┌─ Extracted data
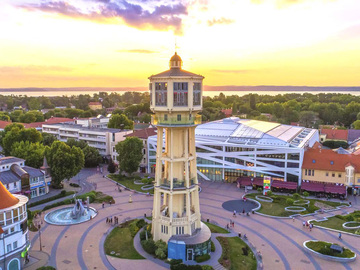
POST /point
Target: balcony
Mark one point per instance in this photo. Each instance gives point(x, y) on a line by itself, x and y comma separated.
point(177, 184)
point(172, 120)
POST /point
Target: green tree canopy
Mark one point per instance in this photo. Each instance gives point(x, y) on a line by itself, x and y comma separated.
point(356, 124)
point(33, 153)
point(120, 121)
point(16, 133)
point(64, 161)
point(129, 154)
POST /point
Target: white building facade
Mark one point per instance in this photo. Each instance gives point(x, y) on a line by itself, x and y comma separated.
point(102, 139)
point(230, 148)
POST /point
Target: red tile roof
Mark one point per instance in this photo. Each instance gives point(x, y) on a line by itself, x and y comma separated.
point(335, 134)
point(94, 103)
point(328, 160)
point(143, 133)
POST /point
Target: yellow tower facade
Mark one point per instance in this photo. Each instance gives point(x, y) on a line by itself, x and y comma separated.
point(176, 99)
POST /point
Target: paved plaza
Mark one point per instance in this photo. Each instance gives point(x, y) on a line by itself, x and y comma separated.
point(279, 240)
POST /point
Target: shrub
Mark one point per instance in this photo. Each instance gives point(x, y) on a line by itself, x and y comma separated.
point(149, 246)
point(202, 258)
point(160, 253)
point(140, 223)
point(175, 261)
point(296, 196)
point(289, 201)
point(212, 246)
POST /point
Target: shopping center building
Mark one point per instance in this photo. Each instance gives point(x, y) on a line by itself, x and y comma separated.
point(231, 148)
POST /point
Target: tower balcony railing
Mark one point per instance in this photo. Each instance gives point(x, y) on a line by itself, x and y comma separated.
point(173, 120)
point(177, 184)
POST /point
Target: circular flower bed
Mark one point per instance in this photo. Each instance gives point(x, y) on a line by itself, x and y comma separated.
point(295, 209)
point(147, 187)
point(302, 202)
point(264, 198)
point(351, 225)
point(324, 251)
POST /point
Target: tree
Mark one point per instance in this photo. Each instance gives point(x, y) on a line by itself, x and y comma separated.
point(64, 161)
point(356, 124)
point(92, 156)
point(111, 166)
point(33, 153)
point(48, 139)
point(129, 154)
point(120, 121)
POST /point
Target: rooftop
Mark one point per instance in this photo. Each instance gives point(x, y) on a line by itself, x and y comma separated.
point(253, 132)
point(80, 127)
point(8, 160)
point(329, 160)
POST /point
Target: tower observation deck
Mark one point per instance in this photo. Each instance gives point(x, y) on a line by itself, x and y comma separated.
point(175, 99)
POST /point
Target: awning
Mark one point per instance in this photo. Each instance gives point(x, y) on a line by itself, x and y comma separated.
point(335, 189)
point(282, 184)
point(244, 181)
point(312, 186)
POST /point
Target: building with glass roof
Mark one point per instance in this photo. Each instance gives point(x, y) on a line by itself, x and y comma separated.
point(232, 147)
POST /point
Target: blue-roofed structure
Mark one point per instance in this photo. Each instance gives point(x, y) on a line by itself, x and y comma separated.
point(234, 147)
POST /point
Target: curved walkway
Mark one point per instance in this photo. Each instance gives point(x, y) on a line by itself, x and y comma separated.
point(278, 240)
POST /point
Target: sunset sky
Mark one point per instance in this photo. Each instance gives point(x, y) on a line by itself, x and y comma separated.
point(118, 43)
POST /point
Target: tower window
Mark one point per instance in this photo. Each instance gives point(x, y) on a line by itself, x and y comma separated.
point(161, 94)
point(180, 94)
point(197, 94)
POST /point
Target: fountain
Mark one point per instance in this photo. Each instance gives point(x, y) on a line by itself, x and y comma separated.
point(71, 215)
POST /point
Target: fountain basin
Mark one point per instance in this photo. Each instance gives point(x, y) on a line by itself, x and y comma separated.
point(63, 216)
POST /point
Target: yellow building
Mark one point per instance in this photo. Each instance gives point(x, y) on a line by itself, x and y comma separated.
point(176, 100)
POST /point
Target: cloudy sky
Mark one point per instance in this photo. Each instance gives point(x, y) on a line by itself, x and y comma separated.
point(117, 43)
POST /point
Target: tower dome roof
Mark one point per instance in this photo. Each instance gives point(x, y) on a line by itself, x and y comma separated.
point(175, 57)
point(7, 199)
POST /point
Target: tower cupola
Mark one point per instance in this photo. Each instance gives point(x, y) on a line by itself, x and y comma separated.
point(175, 61)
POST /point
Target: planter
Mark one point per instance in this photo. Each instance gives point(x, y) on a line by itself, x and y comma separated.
point(296, 209)
point(345, 225)
point(328, 257)
point(301, 202)
point(264, 198)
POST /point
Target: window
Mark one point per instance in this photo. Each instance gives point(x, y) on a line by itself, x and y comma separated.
point(180, 94)
point(197, 94)
point(161, 94)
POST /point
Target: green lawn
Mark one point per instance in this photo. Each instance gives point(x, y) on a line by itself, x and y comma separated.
point(119, 243)
point(337, 221)
point(129, 183)
point(324, 248)
point(215, 229)
point(233, 257)
point(277, 207)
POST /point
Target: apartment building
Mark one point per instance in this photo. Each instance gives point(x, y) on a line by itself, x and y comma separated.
└─
Short problem: Format the lines of all the rows above as a JSON list of strings, with one string per line. Omit blank lines and leave the pictures out.

Expected answer:
[
  "POST /point",
  "Target: balcony",
  "Mark one point per instance in this photo. Each instance gives point(x, y) on a line by itself, x and y comma separated.",
  "point(177, 184)",
  "point(172, 120)",
  "POST /point",
  "Target: green tree canopy",
  "Mark one point per instance in this photo. Each instance gives point(x, y) on a line by itself, x and y comma separated.",
  "point(356, 124)",
  "point(33, 153)",
  "point(120, 121)",
  "point(16, 133)",
  "point(64, 161)",
  "point(129, 154)",
  "POST /point",
  "Target: white building facade",
  "Mark one point per instance in this photo. Each instance gives point(x, y) on a line by itself, x and y comma separated.",
  "point(102, 139)",
  "point(230, 148)",
  "POST /point",
  "Target: red tile roof",
  "Mark one point per instance in this photo. Each instance gives point(x, y) on a line by itself, x and y comma separated.",
  "point(335, 134)",
  "point(94, 103)",
  "point(328, 160)",
  "point(143, 133)",
  "POST /point",
  "Target: yellow tower facade",
  "Mark one point per instance in this photo. Each instance gives point(x, y) on a line by itself, x and y comma separated.",
  "point(176, 99)",
  "POST /point",
  "Target: paved plaza",
  "Mark one point per instance in this photo. Each instance gives point(x, y) on a line by itself, x and y comma separated.",
  "point(279, 240)",
  "POST /point",
  "Target: shrub",
  "Mark one point per instance in this photo. Each instance gives point(x, y) on a line by itself, x and y comma separated.",
  "point(149, 246)",
  "point(202, 258)",
  "point(160, 253)",
  "point(140, 223)",
  "point(175, 261)",
  "point(296, 196)",
  "point(289, 201)",
  "point(212, 246)",
  "POST /point",
  "Target: shopping center building",
  "Mark one point per instance in this photo. Each instance gives point(x, y) on a line by itself, x and y comma separated.",
  "point(231, 148)",
  "POST /point",
  "Target: tower balcony railing",
  "Mark one point per instance in this photo. Each instance gives point(x, y) on a line by itself, x and y comma separated.",
  "point(173, 120)",
  "point(177, 184)",
  "POST /point",
  "Target: circular flower bed",
  "Mark one point per instance in this photo. Each instance gives point(x, y) on a line by itself, x and y comma separated.",
  "point(295, 209)",
  "point(147, 187)",
  "point(302, 202)",
  "point(264, 198)",
  "point(351, 225)",
  "point(324, 251)",
  "POST /point",
  "Target: tree",
  "Mark one point per instance in this photo. Each instance gives point(x, y) on a line by itself, x and y comma separated.",
  "point(64, 161)",
  "point(356, 124)",
  "point(92, 156)",
  "point(111, 166)",
  "point(33, 153)",
  "point(48, 139)",
  "point(129, 154)",
  "point(120, 121)",
  "POST /point",
  "Target: rooftop",
  "Mark one point per instance in this photo. Each instance gives point(x, y) on a line by itself, x and y comma separated.",
  "point(253, 132)",
  "point(80, 127)",
  "point(8, 160)",
  "point(329, 160)",
  "POST /point",
  "Target: tower observation deck",
  "Mark one point per instance in this photo. Each instance gives point(x, y) on a line by itself, x and y comma separated.",
  "point(175, 99)",
  "POST /point",
  "Target: awning",
  "Mark one point per instance in this photo. Each instance gives point(x, y) on a line by itself, x and y comma separated.",
  "point(335, 189)",
  "point(282, 184)",
  "point(244, 181)",
  "point(312, 186)",
  "POST /point",
  "Target: building with glass roof",
  "Mark one point per instance in this photo. Each instance gives point(x, y) on a line by itself, x and y comma separated.",
  "point(232, 147)",
  "POST /point",
  "Target: blue-roofed structure",
  "Mark one point per instance in this photo. Each instance gives point(x, y) on a line by itself, x and y comma separated.",
  "point(234, 147)",
  "POST /point",
  "Target: curved walkway",
  "Mark one point per instance in this photo. Each instance gives point(x, y) on a line by itself, x and y comma separated.",
  "point(278, 240)",
  "POST /point",
  "Target: sunset sky",
  "Mark one point per instance in this photo. Each instance gives point(x, y) on a line by itself, x and y comma separated.",
  "point(118, 43)",
  "POST /point",
  "Target: tower window",
  "Mark one point per instance in this photo. Each instance gives point(x, y) on a line by itself, x and y comma separated.",
  "point(161, 94)",
  "point(180, 94)",
  "point(197, 94)",
  "POST /point",
  "Target: fountain",
  "Mark one point per instance in this photo. Each instance gives point(x, y) on a line by itself, x and y comma separated.",
  "point(71, 215)",
  "POST /point",
  "Target: fountain basin",
  "Mark one point per instance in this photo. Each instance gives point(x, y) on a line by itself, x and y comma separated.",
  "point(63, 216)",
  "POST /point",
  "Target: yellow building",
  "Mark one point per instance in this photo. Each instance gives point(x, y) on a line by itself, x and y comma separated.",
  "point(176, 100)",
  "POST /point",
  "Target: cloudy sky",
  "Mark one point per instance in this photo. Each instance gives point(x, y) on a line by itself, x and y comma separated.",
  "point(117, 43)",
  "POST /point",
  "Target: tower dome roof",
  "Mark one point per instance in this photo. Each instance gives point(x, y) on a line by itself, x and y comma separated.",
  "point(175, 57)",
  "point(7, 199)",
  "POST /point",
  "Target: tower cupola",
  "Mark one point per instance in this photo. Each instance gives point(x, y) on a line by itself, x and y comma separated.",
  "point(175, 61)",
  "POST /point",
  "Target: planter",
  "Mark one point per instance in this photo. Each instance gives point(x, y) on a line by itself, x and y comma separated.",
  "point(296, 209)",
  "point(345, 225)",
  "point(328, 257)",
  "point(301, 202)",
  "point(264, 198)",
  "POST /point",
  "Target: window",
  "Mark one point per instance in this photo. Each instance gives point(x, y) on a line by itself, x and y comma separated.",
  "point(180, 94)",
  "point(197, 94)",
  "point(161, 94)",
  "POST /point",
  "Target: green lawn",
  "Mark one point per instance in this photo. Each instance gives point(x, y) on a line by itself, x and y comma separated.",
  "point(119, 243)",
  "point(337, 221)",
  "point(129, 183)",
  "point(324, 248)",
  "point(215, 229)",
  "point(233, 257)",
  "point(277, 207)",
  "POST /point",
  "Target: apartment building",
  "Mark one point per instance in this photo. Each instance gives point(x, y) on a line by itself, x and y comma separated."
]